Rows from a pointing dataset

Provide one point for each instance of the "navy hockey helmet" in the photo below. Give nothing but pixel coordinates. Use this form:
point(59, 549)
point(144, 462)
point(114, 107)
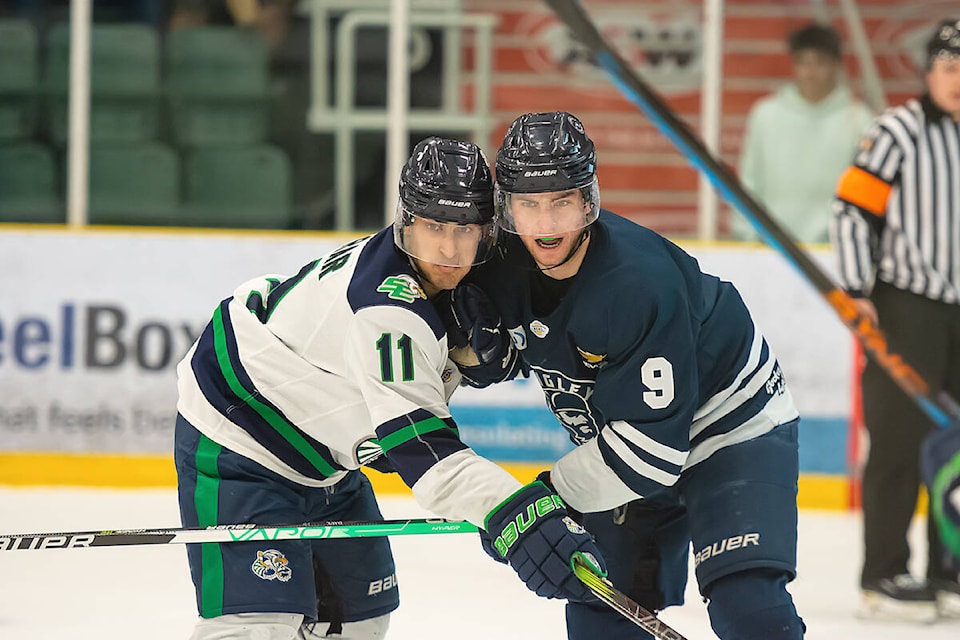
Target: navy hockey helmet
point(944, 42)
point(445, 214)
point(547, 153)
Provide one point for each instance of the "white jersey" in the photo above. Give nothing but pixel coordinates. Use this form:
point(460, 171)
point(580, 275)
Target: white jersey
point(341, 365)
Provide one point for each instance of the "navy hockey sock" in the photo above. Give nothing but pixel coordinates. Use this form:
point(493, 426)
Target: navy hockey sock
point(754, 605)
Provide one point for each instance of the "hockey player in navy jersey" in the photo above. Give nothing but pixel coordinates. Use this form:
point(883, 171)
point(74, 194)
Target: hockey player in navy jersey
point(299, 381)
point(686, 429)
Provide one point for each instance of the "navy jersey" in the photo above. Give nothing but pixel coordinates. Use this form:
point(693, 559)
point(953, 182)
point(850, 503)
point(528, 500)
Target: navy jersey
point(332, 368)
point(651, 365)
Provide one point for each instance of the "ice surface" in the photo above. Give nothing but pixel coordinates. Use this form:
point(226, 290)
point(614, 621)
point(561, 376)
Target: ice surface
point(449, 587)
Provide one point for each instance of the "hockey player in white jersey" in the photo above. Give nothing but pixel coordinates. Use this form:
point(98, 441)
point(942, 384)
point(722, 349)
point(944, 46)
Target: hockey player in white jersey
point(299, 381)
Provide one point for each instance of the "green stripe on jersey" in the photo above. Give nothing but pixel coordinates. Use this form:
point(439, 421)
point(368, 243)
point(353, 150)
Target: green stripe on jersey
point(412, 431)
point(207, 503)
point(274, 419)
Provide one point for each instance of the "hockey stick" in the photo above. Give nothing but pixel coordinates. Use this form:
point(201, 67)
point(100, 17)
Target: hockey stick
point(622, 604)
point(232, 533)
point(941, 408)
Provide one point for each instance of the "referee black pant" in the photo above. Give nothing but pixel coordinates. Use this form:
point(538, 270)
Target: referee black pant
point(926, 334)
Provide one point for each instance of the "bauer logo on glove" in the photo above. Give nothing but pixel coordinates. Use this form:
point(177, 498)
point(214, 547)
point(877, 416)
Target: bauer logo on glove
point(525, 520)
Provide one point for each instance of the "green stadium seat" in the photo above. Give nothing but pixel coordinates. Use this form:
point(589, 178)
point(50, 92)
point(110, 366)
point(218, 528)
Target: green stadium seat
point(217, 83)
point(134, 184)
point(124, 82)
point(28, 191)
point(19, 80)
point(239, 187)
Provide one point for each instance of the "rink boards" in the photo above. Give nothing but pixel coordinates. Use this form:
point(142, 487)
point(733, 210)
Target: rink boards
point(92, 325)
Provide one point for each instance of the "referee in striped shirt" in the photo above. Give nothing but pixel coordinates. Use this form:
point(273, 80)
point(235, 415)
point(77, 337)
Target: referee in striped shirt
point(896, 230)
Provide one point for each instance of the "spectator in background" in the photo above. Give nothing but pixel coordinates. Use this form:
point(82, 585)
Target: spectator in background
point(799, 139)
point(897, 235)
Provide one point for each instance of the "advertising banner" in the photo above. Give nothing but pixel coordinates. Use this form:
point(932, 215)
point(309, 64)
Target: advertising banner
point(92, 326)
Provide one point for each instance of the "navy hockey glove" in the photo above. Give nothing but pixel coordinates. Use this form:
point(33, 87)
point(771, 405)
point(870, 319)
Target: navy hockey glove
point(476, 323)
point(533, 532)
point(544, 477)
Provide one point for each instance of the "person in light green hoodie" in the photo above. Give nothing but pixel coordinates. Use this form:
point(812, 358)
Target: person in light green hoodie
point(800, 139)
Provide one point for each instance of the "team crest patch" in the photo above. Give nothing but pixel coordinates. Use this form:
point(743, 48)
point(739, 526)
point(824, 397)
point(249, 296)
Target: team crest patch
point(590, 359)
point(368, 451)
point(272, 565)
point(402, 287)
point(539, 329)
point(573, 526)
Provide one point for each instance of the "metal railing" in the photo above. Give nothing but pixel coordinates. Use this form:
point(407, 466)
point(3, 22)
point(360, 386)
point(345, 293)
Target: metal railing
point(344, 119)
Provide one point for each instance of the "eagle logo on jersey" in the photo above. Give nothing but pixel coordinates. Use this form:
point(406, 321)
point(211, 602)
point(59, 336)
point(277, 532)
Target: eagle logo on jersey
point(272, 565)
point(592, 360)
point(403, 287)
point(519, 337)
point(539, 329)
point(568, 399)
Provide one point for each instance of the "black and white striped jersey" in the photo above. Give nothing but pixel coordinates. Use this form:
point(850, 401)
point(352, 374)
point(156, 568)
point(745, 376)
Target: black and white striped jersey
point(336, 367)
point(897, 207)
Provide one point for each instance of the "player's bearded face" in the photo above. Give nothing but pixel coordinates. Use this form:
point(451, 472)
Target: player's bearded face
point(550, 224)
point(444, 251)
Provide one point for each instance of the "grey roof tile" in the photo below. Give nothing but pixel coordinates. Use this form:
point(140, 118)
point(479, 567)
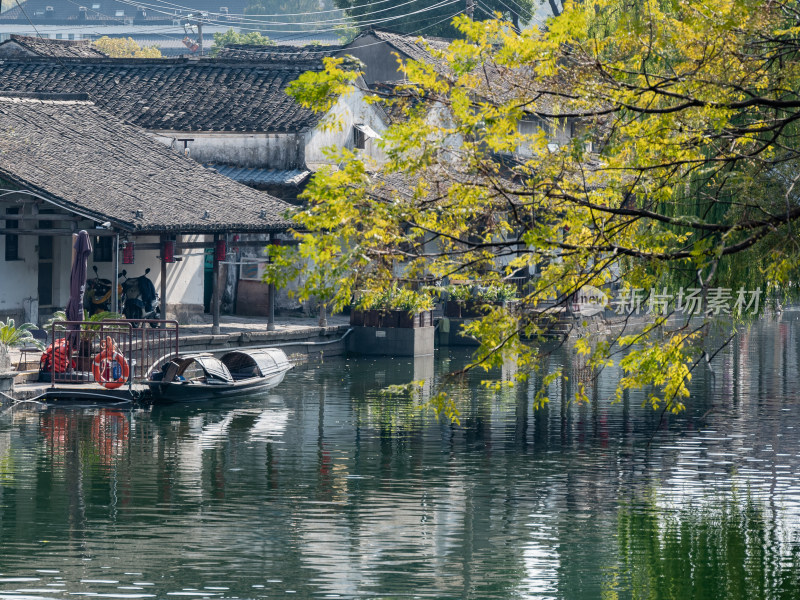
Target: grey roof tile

= Task brief =
From the data above, write out everything exactly except the pictures.

= Answer for the task =
Provide one point for each instance of the "navy hockey helmet" in the photo below. Give nothing but pixel coordinates. Use this form:
point(59, 549)
point(144, 462)
point(114, 107)
Target: navy hockey helmet
point(944, 42)
point(445, 214)
point(547, 153)
Provide one point for each instance of the "white jersey" in the photo above. Give nothing but pixel coordinates. Use this form:
point(460, 171)
point(580, 275)
Target: white jersey
point(341, 365)
Provide one point for each instance of the "navy hockey sock" in the photo above. Give nothing but pixel coordinates. Use this form:
point(493, 426)
Target: navy hockey sock
point(754, 605)
Provide one point for each instance of the "hockey player in navy jersey" in the photo above. Give nothing but pixel coordinates. Use this form:
point(883, 171)
point(74, 194)
Target: hockey player in navy jersey
point(299, 381)
point(686, 429)
Provide one point for each instance of the "navy jersey" in the photo above. Give nothing but pixel coordinates. Use this form:
point(693, 559)
point(953, 182)
point(850, 503)
point(528, 500)
Target: navy jersey
point(332, 368)
point(651, 365)
Provide one point for each instance of the "ice surface" in the photo above. Give nothing but pixel coordinates. Use this form:
point(226, 290)
point(614, 621)
point(561, 376)
Target: ice surface
point(449, 587)
Provide one point for each instance of the "hockey player in white jersey" in the photo above. Give nothing but pixel coordinates. Use this form:
point(98, 441)
point(942, 384)
point(722, 349)
point(944, 46)
Target: hockey player in white jersey
point(299, 381)
Provide one point for each instance of the "green stripe on jersey" in the photo above. Give nothing but pixel coordinates. Use this form:
point(439, 421)
point(368, 243)
point(353, 150)
Target: green stripe on jersey
point(412, 431)
point(207, 503)
point(274, 419)
Provide one point for each instance of the "hockey stick" in the photo above. Give nothing but pixel coordinates. Use this form:
point(201, 67)
point(100, 17)
Target: hockey stick
point(622, 604)
point(232, 533)
point(941, 408)
Provide one point for each instance of the "referee black pant" in the photo above. Give nothing but pixel coordinates. Use this form:
point(538, 270)
Target: referee black pant
point(926, 334)
Provide one point for each instance of the "bauer logo on glove" in the photo above. Give nothing but pixel coordinates. Use this form:
point(177, 498)
point(214, 547)
point(877, 416)
Target: bauer logo on glove
point(525, 520)
Provide one point for each instance of the "green stadium seat" in the photo above. Give nothing but pixel coordinates. Use this form:
point(589, 178)
point(50, 92)
point(110, 366)
point(218, 528)
Target: green stadium seat
point(217, 83)
point(134, 184)
point(124, 82)
point(28, 191)
point(19, 80)
point(239, 187)
Provide one point for each instance of the "rink boards" in the photo above. Give nothing but pixel coordinates. Use this form:
point(142, 487)
point(733, 210)
Target: rink boards
point(92, 325)
Provide one point for each instance of the "referee in striped shirt" in the photo above. Give nothing but pixel coordinates. Use this form:
point(273, 80)
point(235, 415)
point(77, 337)
Target: referee in striped shirt
point(896, 230)
Provide one point for each instance of the "spectator in background" in the photo above. Give nothing but pixel coordinates. Use this form:
point(82, 585)
Target: spectator in background
point(799, 139)
point(897, 235)
Provide one point for each instance of the "advertising banner" in the photo above. Give nothing but pixel coordinates. Use this form:
point(932, 215)
point(309, 64)
Target: advertising banner
point(92, 326)
Provide one point for each instance of the "navy hockey glove" in the photo above. Give nothing but pixel coordinates. Use this form:
point(33, 87)
point(771, 405)
point(870, 319)
Target: navy hockey glove
point(476, 323)
point(533, 532)
point(544, 477)
Provide one point for each instance of the "person in light green hoodie" in the photo above. Give nothing but pixel coordinates. Use this form:
point(812, 358)
Target: person in light green hoodie
point(800, 139)
Provide one point for each instance of the "team crest patch" in the photo above. Give nothing but pixel coordinates. Use this form:
point(743, 48)
point(739, 526)
point(824, 397)
point(249, 296)
Target: team crest patch
point(590, 359)
point(368, 451)
point(272, 565)
point(402, 287)
point(539, 329)
point(573, 526)
Provide one point for each instance of the "metal railing" in the photo above. Give nothing but pixel coordinates. Use this form:
point(407, 466)
point(3, 22)
point(360, 386)
point(345, 293)
Target: metal railing
point(344, 119)
Provide one point for each instance of the "eagle logo on jersey" in the photo above. Give nothing but pixel coordinates. Use this form:
point(406, 321)
point(211, 602)
point(59, 336)
point(277, 532)
Target: eagle logo on jersey
point(272, 565)
point(592, 360)
point(403, 287)
point(519, 337)
point(539, 329)
point(568, 399)
Provide one point for each instance of the "black and white striped jersey" in the photo above. Give nothing but pixel coordinates. Use this form:
point(850, 401)
point(352, 374)
point(156, 568)
point(745, 376)
Target: black and white striped jersey
point(336, 367)
point(897, 207)
Provide one point for each instance of the "player's bearded face" in the photo above. Give nothing but pixel coordinates. Use this form:
point(451, 472)
Target: player's bearded face
point(550, 224)
point(444, 251)
Provide one point for each instance of the "grey roof tile" in the photo below. Give nothing but pixel coordinates. Use this form:
point(140, 118)
point(479, 567)
Target: grey roof tile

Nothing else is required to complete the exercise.